** BEGIN Page **
January 2, 2024
Research Highlight

Directly Measuring X-Ray Enhanced Dissolution of Gibbsite

Irradiation in a sodium hydroxide solution increases the dissolution rate and particle roughness of gibbsite compared to dry irradiation

Illustration showing the dissolution of gibbsite in a microscope

Whether gibbsite is dry or wet, irradiation affects how it dissolves.

(Image by Nathan Johnson | Pacific Northwest National Laboratory)

The Science                                

Radiation has a myriad of effects on materials and solutions, which can complicate chemical behavior. This makes developing an understanding of processes like precipitation, aggregation, and dissolution challenging. Researchers studying the dissolution of gibbsite particles in sodium hydroxide (NaOH) explored the difference in the dissolution rate and particle roughness when gibbsite was irradiated dry or in solution. They found a significant enhancement in the dissolution rate and roughness when the particles were irradiated during dissolution in NaOH compared to particles irradiated prior to dissolution. This can likely be attributed to the combined effects of irradiation on both the particles themselves and the solution, which produces reactive species in the solution.
** END Page **
** BEGIN Data rows **
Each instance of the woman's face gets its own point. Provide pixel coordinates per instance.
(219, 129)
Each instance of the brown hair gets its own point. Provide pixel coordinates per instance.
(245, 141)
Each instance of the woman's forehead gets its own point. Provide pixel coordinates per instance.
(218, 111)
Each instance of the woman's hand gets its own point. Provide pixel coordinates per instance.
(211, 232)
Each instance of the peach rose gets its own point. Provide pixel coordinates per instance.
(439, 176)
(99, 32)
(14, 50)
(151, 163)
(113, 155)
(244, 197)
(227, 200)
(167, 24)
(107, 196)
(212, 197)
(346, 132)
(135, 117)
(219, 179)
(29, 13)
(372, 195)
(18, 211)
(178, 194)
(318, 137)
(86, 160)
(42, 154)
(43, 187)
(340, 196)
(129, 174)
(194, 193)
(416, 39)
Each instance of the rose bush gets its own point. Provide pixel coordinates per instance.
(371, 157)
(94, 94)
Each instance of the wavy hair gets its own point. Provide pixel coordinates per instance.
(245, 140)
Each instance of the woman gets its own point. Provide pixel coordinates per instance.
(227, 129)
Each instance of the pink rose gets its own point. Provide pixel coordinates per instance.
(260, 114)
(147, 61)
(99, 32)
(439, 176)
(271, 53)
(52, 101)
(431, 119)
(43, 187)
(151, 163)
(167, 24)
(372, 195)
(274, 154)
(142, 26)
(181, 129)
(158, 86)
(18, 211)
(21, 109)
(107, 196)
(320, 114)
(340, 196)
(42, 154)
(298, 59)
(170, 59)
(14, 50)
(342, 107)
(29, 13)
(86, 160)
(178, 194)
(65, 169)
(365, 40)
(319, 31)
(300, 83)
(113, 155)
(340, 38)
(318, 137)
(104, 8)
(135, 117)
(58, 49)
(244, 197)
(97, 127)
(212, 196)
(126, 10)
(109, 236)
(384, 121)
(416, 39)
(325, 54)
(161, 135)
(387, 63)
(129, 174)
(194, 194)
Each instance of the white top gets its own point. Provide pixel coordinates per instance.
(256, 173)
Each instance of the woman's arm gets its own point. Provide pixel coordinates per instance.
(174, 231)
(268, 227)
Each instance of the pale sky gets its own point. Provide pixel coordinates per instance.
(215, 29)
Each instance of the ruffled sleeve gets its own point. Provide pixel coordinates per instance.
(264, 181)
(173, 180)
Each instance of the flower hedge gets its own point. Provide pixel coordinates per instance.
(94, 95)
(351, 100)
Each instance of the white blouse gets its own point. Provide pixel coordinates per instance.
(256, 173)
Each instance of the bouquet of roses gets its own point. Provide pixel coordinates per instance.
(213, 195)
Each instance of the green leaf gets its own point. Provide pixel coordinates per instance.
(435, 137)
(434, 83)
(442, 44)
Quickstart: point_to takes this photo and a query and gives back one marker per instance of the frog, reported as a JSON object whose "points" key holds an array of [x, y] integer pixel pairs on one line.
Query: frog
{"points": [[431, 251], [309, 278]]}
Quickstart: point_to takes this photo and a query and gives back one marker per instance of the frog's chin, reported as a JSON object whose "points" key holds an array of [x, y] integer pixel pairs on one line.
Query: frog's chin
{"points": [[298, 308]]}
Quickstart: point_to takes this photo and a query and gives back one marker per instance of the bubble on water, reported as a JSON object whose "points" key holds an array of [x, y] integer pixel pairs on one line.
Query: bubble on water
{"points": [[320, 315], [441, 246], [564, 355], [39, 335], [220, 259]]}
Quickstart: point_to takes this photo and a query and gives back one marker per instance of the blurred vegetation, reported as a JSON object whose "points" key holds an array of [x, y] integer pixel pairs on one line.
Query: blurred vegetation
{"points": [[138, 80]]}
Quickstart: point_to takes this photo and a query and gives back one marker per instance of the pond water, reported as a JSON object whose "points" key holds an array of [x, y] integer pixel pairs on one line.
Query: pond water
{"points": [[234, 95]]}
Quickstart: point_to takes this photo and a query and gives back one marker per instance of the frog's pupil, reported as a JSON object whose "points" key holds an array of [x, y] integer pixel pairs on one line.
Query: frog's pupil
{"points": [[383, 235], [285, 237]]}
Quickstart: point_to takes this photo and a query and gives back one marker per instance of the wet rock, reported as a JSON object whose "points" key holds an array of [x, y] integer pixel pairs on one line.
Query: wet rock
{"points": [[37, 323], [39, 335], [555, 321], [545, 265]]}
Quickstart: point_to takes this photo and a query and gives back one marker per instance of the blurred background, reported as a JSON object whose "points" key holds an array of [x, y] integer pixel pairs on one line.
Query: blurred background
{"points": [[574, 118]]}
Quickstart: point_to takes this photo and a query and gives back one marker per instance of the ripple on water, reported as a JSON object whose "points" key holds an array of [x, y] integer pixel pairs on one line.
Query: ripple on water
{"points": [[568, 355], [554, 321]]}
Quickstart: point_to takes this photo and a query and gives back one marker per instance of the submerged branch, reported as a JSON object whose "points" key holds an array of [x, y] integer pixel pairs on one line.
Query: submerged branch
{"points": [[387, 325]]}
** END Data rows **
#### What you will do:
**1.** Answer these from the gibbsite highlight:
(a) What date does it carry?
(b) Who is credited for the image?
(c) In what solution were the gibbsite particles dissolved?
**2.** Transcribe the gibbsite highlight, starting with "January 2, 2024" and going on through "how it dissolves.".
The listing has no connection to the gibbsite highlight.

#### Solutions:
**1.**
(a) January 2, 2024
(b) Nathan Johnson, Pacific Northwest National Laboratory
(c) Sodium hydroxide (NaOH)

**2.**
January 2, 2024
Research Highlight

Directly Measuring X-Ray Enhanced Dissolution of Gibbsite

Irradiation in a sodium hydroxide solution increases the dissolution rate and particle roughness of gibbsite compared to dry irradiation

Illustration showing the dissolution of gibbsite in a microscope

Whether gibbsite is dry or wet, irradiation affects how it dissolves.